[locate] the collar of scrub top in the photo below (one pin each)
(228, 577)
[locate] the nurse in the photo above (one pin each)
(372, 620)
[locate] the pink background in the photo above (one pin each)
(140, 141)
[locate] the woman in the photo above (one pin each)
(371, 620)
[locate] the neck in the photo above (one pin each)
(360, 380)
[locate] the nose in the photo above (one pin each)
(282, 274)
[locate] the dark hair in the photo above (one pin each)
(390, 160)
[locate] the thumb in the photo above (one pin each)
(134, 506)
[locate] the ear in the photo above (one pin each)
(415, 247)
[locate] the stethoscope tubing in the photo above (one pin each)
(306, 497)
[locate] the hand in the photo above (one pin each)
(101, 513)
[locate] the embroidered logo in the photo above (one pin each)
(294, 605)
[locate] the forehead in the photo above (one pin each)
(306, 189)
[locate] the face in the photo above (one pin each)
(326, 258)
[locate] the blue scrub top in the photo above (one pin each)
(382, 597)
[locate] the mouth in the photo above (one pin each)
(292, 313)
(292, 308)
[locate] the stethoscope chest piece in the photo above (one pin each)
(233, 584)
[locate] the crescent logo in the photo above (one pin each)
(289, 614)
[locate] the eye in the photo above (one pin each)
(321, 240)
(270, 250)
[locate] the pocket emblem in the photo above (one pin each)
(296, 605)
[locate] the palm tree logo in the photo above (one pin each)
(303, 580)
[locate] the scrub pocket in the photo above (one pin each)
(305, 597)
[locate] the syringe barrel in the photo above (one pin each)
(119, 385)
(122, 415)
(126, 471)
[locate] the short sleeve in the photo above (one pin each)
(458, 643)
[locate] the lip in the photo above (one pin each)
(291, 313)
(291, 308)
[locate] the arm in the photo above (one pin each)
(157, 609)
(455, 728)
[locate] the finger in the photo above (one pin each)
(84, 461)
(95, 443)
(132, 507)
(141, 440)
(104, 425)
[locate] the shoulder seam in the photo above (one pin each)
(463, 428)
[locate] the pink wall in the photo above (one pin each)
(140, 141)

▶ _WHAT THE TASK REQUIRES_
Could you please reproduce each record exactly, leaving nothing out?

▶ _EXPECTED ANSWER_
[locate] the collar of scrub top in the photo below (one pin each)
(228, 577)
[locate] the nurse in the photo above (one pin each)
(372, 620)
[locate] the pink background in the photo above (one pin each)
(140, 141)
[locate] the woman in the photo above (one pin each)
(371, 620)
[locate] the neck in the photo above (one pin each)
(360, 380)
[locate] the nose in the photo above (one pin each)
(282, 274)
[locate] the dark hair in the photo above (one pin each)
(390, 160)
[locate] the thumb in the photo above (one pin each)
(134, 506)
[locate] the ear in the photo above (one pin each)
(415, 247)
[locate] the stethoscope tubing in the photo above (one pin each)
(306, 497)
[locate] the hand in the photo above (one pin each)
(101, 513)
[locate] the embroidered logo in the photo above (one pin each)
(294, 605)
[locate] the forehead in the photo above (one pin each)
(306, 189)
[locate] the face in the photo above (one pin each)
(326, 258)
[locate] the blue scrub top in the photo above (one pin each)
(382, 597)
[locate] the mouth in the photo above (one pin each)
(292, 313)
(292, 308)
[locate] the stethoscope chest piece in the photo above (one pin each)
(233, 584)
[locate] the crescent logo in the photo above (one pin each)
(289, 614)
[locate] the eye in the photo above (one pin each)
(321, 240)
(270, 250)
[locate] the pocket emblem in the photo above (one pin each)
(296, 605)
[locate] the palm tree logo in the photo above (one pin each)
(303, 580)
[locate] the scrub pocket in the photo above (one pin each)
(305, 597)
[locate] the syringe barrel in the photo above (one pin each)
(119, 385)
(122, 415)
(126, 471)
[locate] the short sleeve in the photo above (one pin each)
(458, 643)
[locate] the lip in the photo above (one pin each)
(291, 313)
(291, 308)
[locate] the arm in the photo above (one pin each)
(157, 609)
(455, 728)
[locate] the finger in the photo above (one pin each)
(84, 461)
(95, 443)
(132, 507)
(141, 440)
(104, 425)
[locate] the shoulder seam in the photo above (one pin each)
(463, 428)
[locate] the pink wall in the photo above (one pin each)
(140, 141)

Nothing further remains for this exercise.